PROVIDED DATA >>
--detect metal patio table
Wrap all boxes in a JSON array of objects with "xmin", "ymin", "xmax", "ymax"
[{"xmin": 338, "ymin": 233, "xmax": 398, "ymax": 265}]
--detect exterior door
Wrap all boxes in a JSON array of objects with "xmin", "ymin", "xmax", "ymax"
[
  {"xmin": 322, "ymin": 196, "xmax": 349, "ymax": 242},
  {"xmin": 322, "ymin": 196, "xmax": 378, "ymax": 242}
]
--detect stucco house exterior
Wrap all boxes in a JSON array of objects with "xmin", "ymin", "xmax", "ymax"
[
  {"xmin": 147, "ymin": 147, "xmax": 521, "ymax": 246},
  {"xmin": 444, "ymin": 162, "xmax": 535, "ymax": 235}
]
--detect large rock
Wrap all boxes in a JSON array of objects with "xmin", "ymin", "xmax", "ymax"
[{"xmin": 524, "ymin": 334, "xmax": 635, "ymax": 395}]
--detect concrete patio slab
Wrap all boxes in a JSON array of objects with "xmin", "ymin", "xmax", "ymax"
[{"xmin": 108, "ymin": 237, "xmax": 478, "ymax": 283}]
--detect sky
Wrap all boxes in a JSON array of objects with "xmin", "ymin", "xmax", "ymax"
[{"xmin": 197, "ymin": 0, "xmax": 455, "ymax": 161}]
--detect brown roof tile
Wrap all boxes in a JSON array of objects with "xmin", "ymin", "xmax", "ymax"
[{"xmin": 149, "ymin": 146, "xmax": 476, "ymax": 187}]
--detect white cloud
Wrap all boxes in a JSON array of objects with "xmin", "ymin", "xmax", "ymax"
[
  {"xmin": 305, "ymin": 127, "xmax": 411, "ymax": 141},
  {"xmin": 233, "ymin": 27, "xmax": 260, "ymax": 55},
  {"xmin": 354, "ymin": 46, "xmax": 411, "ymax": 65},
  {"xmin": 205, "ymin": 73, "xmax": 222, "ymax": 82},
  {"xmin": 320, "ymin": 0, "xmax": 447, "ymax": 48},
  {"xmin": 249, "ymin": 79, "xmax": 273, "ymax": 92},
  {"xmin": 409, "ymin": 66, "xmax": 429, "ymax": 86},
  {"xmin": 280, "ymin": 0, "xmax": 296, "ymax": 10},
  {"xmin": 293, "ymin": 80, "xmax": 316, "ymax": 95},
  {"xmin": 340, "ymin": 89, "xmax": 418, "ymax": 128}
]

YOUR INSTRUCTIONS >>
Copy out every line of the entries above verbatim, keeping each character, bracket, and line break unchanged.

TASK SOLUTION >>
--detect metal patio table
Wrap all boxes in a JSON array of objects with "xmin", "ymin", "xmax", "ymax"
[{"xmin": 338, "ymin": 233, "xmax": 398, "ymax": 265}]
--detect exterior door
Wrap all boxes in a JSON array of objects with "xmin", "ymin", "xmax", "ymax"
[
  {"xmin": 322, "ymin": 196, "xmax": 349, "ymax": 242},
  {"xmin": 322, "ymin": 196, "xmax": 378, "ymax": 242}
]
--detect stucco house exterior
Wrap all boxes in a JSON array of objects with "xmin", "ymin", "xmax", "ymax"
[
  {"xmin": 147, "ymin": 147, "xmax": 521, "ymax": 246},
  {"xmin": 444, "ymin": 162, "xmax": 535, "ymax": 235}
]
--detect large rock
Wrap all boxes in a JSON array of objects with "xmin", "ymin", "xmax", "ymax"
[{"xmin": 524, "ymin": 334, "xmax": 635, "ymax": 395}]
--detect concrete patio slab
Wrap all boxes in a JSON array of objects with "xmin", "ymin", "xmax", "ymax"
[{"xmin": 108, "ymin": 237, "xmax": 478, "ymax": 283}]
--detect sky
Wrap all boxes in a JSON array of objects with "xmin", "ymin", "xmax", "ymax"
[{"xmin": 197, "ymin": 0, "xmax": 455, "ymax": 161}]
--detect brown roof tile
Wrap all boxes in a JSON array of objects with "xmin", "ymin", "xmax", "ymax"
[{"xmin": 149, "ymin": 146, "xmax": 476, "ymax": 187}]
--detect white cloud
Wrap all boxes in a JSON array of objects with "xmin", "ymin", "xmax", "ymax"
[
  {"xmin": 305, "ymin": 127, "xmax": 411, "ymax": 141},
  {"xmin": 233, "ymin": 27, "xmax": 260, "ymax": 55},
  {"xmin": 354, "ymin": 46, "xmax": 411, "ymax": 65},
  {"xmin": 205, "ymin": 73, "xmax": 222, "ymax": 82},
  {"xmin": 320, "ymin": 0, "xmax": 447, "ymax": 48},
  {"xmin": 249, "ymin": 79, "xmax": 273, "ymax": 92},
  {"xmin": 409, "ymin": 66, "xmax": 429, "ymax": 86},
  {"xmin": 280, "ymin": 0, "xmax": 296, "ymax": 10},
  {"xmin": 293, "ymin": 80, "xmax": 316, "ymax": 95},
  {"xmin": 340, "ymin": 89, "xmax": 418, "ymax": 128}
]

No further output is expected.